The answer must be one number: how many lines in the records below contain the word "potted".

··· Material for this task ···

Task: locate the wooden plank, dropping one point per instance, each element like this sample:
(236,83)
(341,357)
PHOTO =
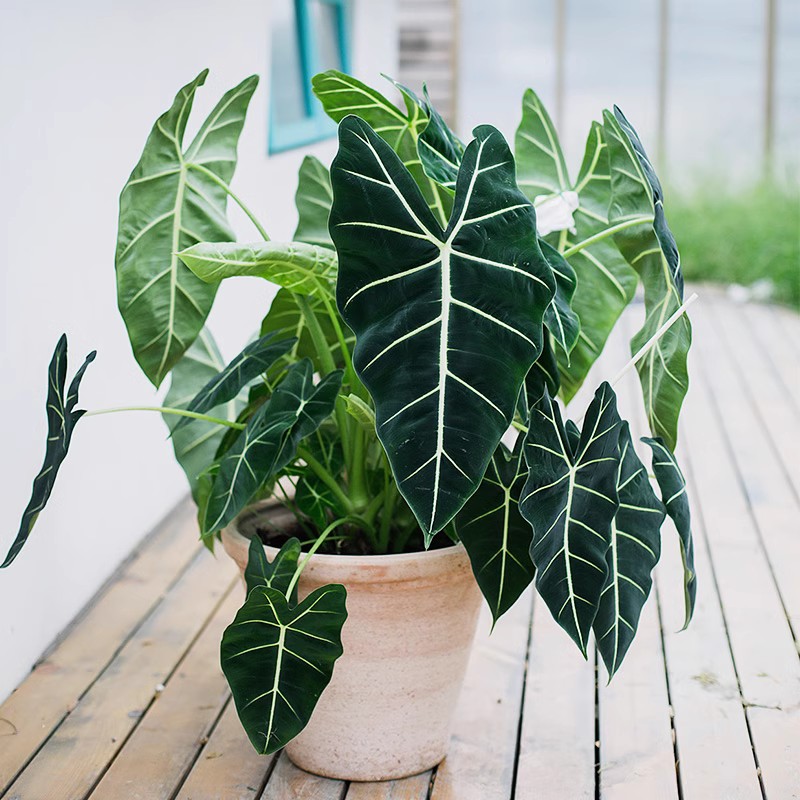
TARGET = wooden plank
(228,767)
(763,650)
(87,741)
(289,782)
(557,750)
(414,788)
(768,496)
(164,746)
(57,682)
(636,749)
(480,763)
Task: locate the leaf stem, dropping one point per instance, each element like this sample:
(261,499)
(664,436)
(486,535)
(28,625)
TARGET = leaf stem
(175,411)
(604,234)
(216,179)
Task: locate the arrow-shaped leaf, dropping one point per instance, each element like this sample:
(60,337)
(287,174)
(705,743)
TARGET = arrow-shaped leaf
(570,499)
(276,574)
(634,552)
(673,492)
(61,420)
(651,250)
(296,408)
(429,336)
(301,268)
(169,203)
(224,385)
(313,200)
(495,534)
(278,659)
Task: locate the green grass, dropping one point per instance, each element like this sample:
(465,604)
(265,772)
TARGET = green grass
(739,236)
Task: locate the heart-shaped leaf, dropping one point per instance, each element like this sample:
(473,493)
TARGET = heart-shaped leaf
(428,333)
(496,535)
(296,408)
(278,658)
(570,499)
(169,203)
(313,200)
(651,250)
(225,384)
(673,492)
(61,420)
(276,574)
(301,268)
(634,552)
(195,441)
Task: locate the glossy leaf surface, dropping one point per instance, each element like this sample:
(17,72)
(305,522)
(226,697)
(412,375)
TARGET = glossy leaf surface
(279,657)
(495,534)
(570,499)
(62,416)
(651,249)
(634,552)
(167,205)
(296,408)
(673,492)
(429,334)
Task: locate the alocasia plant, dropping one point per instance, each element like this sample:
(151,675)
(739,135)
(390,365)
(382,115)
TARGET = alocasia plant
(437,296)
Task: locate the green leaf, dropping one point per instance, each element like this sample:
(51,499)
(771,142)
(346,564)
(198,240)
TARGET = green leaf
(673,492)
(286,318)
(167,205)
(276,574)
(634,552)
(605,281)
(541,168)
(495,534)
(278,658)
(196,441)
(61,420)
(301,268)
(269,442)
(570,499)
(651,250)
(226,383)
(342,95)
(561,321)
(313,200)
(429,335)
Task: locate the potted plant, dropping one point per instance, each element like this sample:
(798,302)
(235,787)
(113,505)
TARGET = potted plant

···
··· Material for this task ···

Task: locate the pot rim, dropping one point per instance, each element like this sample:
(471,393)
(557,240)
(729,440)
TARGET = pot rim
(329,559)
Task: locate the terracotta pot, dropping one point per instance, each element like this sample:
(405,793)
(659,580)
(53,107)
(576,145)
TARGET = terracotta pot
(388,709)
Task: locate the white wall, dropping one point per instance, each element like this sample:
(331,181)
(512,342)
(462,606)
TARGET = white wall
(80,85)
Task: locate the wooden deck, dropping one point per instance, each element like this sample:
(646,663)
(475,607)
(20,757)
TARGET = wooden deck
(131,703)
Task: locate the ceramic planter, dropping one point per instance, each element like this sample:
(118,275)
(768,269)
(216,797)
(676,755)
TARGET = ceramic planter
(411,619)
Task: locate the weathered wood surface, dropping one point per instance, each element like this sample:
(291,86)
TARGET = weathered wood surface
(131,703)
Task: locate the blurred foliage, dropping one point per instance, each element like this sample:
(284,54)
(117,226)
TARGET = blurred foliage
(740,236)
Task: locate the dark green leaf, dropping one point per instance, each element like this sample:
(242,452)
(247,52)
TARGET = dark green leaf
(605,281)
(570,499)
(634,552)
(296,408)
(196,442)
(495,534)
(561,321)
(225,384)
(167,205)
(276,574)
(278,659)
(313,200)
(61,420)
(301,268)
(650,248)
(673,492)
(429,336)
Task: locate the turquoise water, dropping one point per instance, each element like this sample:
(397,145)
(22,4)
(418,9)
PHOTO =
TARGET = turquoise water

···

■ Task response:
2